◆ **Exercise goal**
An identical copy of the data below is needed.

◆ **Records for the task**
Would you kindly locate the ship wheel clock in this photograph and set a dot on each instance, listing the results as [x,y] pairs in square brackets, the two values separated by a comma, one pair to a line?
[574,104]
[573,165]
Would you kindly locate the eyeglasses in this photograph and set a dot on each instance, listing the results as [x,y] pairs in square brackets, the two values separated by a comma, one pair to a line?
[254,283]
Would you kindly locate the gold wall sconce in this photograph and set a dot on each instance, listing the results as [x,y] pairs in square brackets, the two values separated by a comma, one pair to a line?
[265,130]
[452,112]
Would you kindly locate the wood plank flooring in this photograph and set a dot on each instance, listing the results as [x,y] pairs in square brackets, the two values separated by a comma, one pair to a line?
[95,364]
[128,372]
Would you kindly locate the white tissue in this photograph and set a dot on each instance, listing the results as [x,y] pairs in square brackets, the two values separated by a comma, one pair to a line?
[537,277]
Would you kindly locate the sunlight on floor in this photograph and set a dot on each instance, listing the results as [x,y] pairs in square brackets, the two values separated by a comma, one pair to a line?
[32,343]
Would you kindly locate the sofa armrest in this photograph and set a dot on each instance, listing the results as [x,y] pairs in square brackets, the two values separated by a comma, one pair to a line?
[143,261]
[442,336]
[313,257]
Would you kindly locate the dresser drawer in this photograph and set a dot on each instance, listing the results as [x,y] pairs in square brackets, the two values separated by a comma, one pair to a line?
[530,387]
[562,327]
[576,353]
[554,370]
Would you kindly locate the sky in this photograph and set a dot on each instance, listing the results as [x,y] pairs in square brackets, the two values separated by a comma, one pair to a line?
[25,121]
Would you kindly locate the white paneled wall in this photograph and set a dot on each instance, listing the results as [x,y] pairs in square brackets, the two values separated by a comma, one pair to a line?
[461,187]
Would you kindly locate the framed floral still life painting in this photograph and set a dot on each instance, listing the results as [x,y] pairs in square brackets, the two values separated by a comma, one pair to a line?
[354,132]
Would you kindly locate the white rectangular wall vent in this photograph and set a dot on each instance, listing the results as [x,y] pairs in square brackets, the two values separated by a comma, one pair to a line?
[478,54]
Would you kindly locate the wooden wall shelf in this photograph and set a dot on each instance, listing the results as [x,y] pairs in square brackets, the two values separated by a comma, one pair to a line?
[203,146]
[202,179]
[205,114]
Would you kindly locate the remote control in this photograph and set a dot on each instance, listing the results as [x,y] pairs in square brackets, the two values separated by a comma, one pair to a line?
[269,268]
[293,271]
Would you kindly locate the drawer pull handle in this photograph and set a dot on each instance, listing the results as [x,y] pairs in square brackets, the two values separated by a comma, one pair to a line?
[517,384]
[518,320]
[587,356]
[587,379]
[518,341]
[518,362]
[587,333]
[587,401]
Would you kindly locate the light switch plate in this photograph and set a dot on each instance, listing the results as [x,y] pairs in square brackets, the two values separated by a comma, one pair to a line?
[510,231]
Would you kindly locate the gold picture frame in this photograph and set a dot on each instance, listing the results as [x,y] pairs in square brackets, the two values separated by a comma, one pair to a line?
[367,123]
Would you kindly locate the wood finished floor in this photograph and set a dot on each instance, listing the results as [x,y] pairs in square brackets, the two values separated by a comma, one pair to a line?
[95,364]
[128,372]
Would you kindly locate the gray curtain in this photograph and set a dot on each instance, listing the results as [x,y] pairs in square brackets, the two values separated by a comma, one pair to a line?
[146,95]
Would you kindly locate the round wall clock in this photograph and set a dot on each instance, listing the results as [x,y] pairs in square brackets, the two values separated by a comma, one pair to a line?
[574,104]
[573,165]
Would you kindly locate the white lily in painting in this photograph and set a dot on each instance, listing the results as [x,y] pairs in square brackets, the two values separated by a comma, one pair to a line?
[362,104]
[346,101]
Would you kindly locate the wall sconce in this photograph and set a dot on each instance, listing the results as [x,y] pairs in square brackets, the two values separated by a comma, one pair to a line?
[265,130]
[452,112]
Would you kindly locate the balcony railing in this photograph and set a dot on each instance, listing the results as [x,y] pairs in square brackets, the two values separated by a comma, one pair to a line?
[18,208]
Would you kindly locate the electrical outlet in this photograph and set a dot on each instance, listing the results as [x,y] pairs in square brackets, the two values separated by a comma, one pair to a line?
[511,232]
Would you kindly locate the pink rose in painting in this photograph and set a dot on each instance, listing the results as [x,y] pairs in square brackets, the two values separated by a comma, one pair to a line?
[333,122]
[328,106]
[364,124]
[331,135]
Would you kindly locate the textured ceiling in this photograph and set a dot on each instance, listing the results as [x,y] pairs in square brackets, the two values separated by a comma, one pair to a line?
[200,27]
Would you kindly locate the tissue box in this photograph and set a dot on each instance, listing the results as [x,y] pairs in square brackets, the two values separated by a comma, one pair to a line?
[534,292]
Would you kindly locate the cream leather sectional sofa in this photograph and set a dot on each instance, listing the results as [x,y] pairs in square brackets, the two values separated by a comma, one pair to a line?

◆ **Written response**
Would you kindly locate the ship wheel clock in this photograph and set a dot on each instance, listing the results as [x,y] pairs in square brackets, the two values separated by a comma, one pair to a line?
[574,104]
[573,165]
Would you kindly locate the eyeglasses in this photograph and set a dot on each instance, listing the results as [x,y] pairs in square brackets, the two values separated by a comma, one pair to a line?
[254,283]
Would you kindly locate the gold wall sconce in this photograph and set a dot on each instance, listing the results as [x,y] pairs in square brackets, the two values separated by a comma, one pair to a line?
[265,130]
[452,112]
Would you kindly locate the wood plank flooring in this photograph and set a dot on each instance, listing the results as [x,y] pairs in square brackets, the two values separated by a comma, one pair to a line?
[95,364]
[128,372]
Would you kindly locate the white tissue in this photograph and set a dot on each instance, listing the results as [x,y] pairs in square brackets, the two values separated by a comma, one pair to a line?
[537,277]
Would you kindly locate the sunlight on floor in this photograph and set a dot on each instance, listing the results as [x,y] pairs in square brackets, the two values separated by a comma, one pair to a line?
[32,343]
Would you kindly locate the sofa armrest in this photograph and set a dot on each instance, listing the results as [x,y] pairs in square brackets, the two values separated by a comma, one pair to a line?
[143,261]
[442,336]
[313,257]
Would you kindly locate the dresser drawer in this photograph and set a dot on each instance, listing the results as [x,y] pairs in square brackets, the two values separated by a comma, one pair to a line?
[530,387]
[562,327]
[576,353]
[554,370]
Would you kindly locate the sky in this photograph and set a dot on each instance, listing the results as [x,y] pairs in square brackets, the two values separated by a comma, one pair to a line?
[25,121]
Would you kindly locate the white paneled wall in this photograph and set a dot on each instance, listing the results as [x,y] pairs in square brackets, the two values separated by a comma, one pair to a line?
[461,187]
Would you kindly locate the framed floral still life painting in this photograph and set a dot on each instance, listing the results as [x,y] pairs in square brackets, the two values separated by a comma, one pair to a line?
[354,132]
Would you kindly locate the white rectangular wall vent in this photograph and set a dot on each instance, listing the results as [x,y] pairs in square brackets, the two values separated by a comma, one pair to a line?
[478,54]
Would you kindly locate the wooden wall shelf in this photograph and set a dot on each instance, listing the results as [x,y] pairs in square brackets, the two values separated by a comma, one pair to a line?
[203,146]
[202,179]
[205,114]
Would you kindly locate the remote control in this photograph and set a dot on each instance, listing the results as [x,y] pairs in square brackets, the two values separated by a comma, one pair to a line?
[269,268]
[293,271]
Would you kindly locate the drawer pull handle in this photograph and set a dot on each instance, listing the results as [x,y] pairs in square brackets, the two values separated by a comma, one pair to a line?
[517,384]
[518,320]
[587,356]
[587,379]
[518,341]
[518,362]
[587,333]
[587,401]
Would you kindly locate the light switch plate in this photograph and set a dot on each instance, listing the results as [x,y] pairs in square brackets, the two values separated by a comma, one pair to a line?
[510,231]
Would you kindly locate the gold picture frame in this photograph and set a dot on each instance, listing the results as [x,y] pairs in square brackets, the two values separated by a comma, one pair to a line?
[367,123]
Would you kindly locate the wood finished floor in this photograph and set a dot on each instance, listing the results as [x,y] pairs in square brackets, the two values separated by a comma, one pair to a line?
[95,364]
[128,372]
Would you kindly locate the gray curtain in this photograph and set a dot on each instance, listing the results as [x,y] pairs in square brackets, the two values separated by a comma, one pair to a line?
[146,95]
Would you kindly locate the round wall clock in this photograph and set a dot on each instance, listing the results as [x,y] pairs in square brackets, the two values separated by a comma, one pair to a line?
[574,104]
[573,165]
Would you kindly locate the white lily in painting in this photograph and set a dot on each instance, listing the results as [x,y] pairs in square brackets, the two values separated by a comma, one pair to a line?
[362,104]
[346,101]
Would you kindly locate the wall sconce in this photograph and set a dot on each instance, listing the results as [x,y] pairs in square brackets, the two values separated by a comma, one pair to a line?
[265,130]
[452,112]
Would you kindly locate the balcony railing in this photograph and set a dot on each instance, listing the results as [x,y] pairs in square brackets, the two values separated by a comma, one pair to a line?
[18,208]
Would you kindly locate the electrical outlet in this photograph and set a dot on each instance, listing the results as [x,y] pairs in square brackets, the two values separated by a comma, one pair to a line?
[511,232]
Would you kindly locate the pink rose in painting in this photograph and set a dot on each instance, listing the results as [x,y] pairs in square brackets, the two values separated by a comma, one pair to a line?
[333,122]
[328,106]
[364,124]
[331,135]
Would you kindly locate the textured ceiling in this photograph and set a dot on each instance, listing the results as [x,y] pairs in square brackets, the two values separated by a comma, one pair to a line?
[200,27]
Would you kindly locate the tissue box in this photograph and set a dot on each instance, listing the results as [x,y] pairs in square brackets, the two values separated by a comma, one pair to a line?
[534,292]
Would you kindly locate the cream leather sectional sofa in this photograph and set a dot on each instance, listing the results as [x,y] pairs in square brackets, the two values separated by a comma, one pair to a line?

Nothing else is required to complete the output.